Point placement rows:
* * *

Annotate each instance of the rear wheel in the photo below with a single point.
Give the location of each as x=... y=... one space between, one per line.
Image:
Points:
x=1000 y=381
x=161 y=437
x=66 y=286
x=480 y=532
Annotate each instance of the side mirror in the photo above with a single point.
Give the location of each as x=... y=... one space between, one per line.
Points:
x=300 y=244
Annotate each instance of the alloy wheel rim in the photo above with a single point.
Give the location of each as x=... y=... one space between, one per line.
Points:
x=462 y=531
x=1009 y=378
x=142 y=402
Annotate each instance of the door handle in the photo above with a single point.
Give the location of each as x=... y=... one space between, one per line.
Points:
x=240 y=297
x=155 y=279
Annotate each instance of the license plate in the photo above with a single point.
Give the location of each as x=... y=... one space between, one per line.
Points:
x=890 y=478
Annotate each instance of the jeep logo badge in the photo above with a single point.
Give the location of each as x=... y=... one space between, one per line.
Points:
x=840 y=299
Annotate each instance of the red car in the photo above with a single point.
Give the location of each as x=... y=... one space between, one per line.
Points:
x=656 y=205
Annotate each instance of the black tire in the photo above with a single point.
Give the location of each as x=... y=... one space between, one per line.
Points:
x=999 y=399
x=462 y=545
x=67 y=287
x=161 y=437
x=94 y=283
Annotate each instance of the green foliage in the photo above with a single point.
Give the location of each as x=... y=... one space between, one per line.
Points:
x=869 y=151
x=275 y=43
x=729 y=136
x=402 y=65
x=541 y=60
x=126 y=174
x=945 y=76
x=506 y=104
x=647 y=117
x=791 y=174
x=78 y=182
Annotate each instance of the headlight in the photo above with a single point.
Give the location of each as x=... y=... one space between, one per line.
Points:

* * *

= Objective =
Arrange every line of the rows above as a Markdown table with two columns, No. and Text, numbering the lines in order and leaving out blank ones.

= Output of the exercise =
| No. | Text |
|---|---|
| 1 | Annotate each instance of the rear wheel in the photo below with a single point. |
| 2 | Give the location of each as x=... y=... one space between, one per line. |
| 3 | Image: |
| 4 | Points: |
| 5 | x=1000 y=381 |
| 6 | x=161 y=437 |
| 7 | x=66 y=286 |
| 8 | x=480 y=532 |
| 9 | Annotate each instance of the side mirror in the photo above with a single point. |
| 10 | Give the location of each as x=... y=... one space between, one per line. |
| 11 | Points: |
| 12 | x=300 y=244 |
| 13 | Annotate each instance of the alloy wheel rim in the photo above with a single point. |
| 14 | Give the location of each as x=... y=... one space between, one per line. |
| 15 | Points: |
| 16 | x=462 y=531 |
| 17 | x=1009 y=378 |
| 18 | x=142 y=402 |
| 19 | Annotate each instance of the door handle in the photo above with a single point. |
| 20 | Give the location of each as x=... y=... one space between, one per line. |
| 21 | Points: |
| 22 | x=240 y=297 |
| 23 | x=155 y=279 |
| 24 | Annotate each instance of the license plate in the photo above with a single point. |
| 25 | Give the location of each as x=... y=... one space between, one per line. |
| 26 | Points: |
| 27 | x=890 y=478 |
| 28 | Annotate each instance of the jeep logo badge in the photo above with a single point. |
| 29 | Give the location of each as x=... y=... one space between, one per line. |
| 30 | Points: |
| 31 | x=840 y=299 |
| 32 | Annotate each instance of the red car in the photo above with a single point. |
| 33 | Give the location of each as x=... y=... one space between, one per line. |
| 34 | Points: |
| 35 | x=656 y=205 |
| 36 | Annotate each instance of the black tire in the photo above with a single point. |
| 37 | Give the location of each as x=... y=... one space between, one per line. |
| 38 | Points: |
| 39 | x=999 y=399 |
| 40 | x=462 y=545 |
| 41 | x=67 y=287 |
| 42 | x=161 y=437 |
| 43 | x=94 y=283 |
| 44 | Annotate each instance of the green foliage in the photo above with a single point. |
| 45 | Give the location of each as x=... y=... one space between, one per line. |
| 46 | Points: |
| 47 | x=869 y=151 |
| 48 | x=275 y=43 |
| 49 | x=729 y=136 |
| 50 | x=402 y=65 |
| 51 | x=541 y=60 |
| 52 | x=126 y=174 |
| 53 | x=945 y=76 |
| 54 | x=506 y=104 |
| 55 | x=647 y=117 |
| 56 | x=791 y=174 |
| 57 | x=78 y=182 |
| 58 | Annotate each instance of the headlight in the photo above with a single point. |
| 59 | Give the location of each as x=... y=... one space between, one per line. |
| 60 | Points: |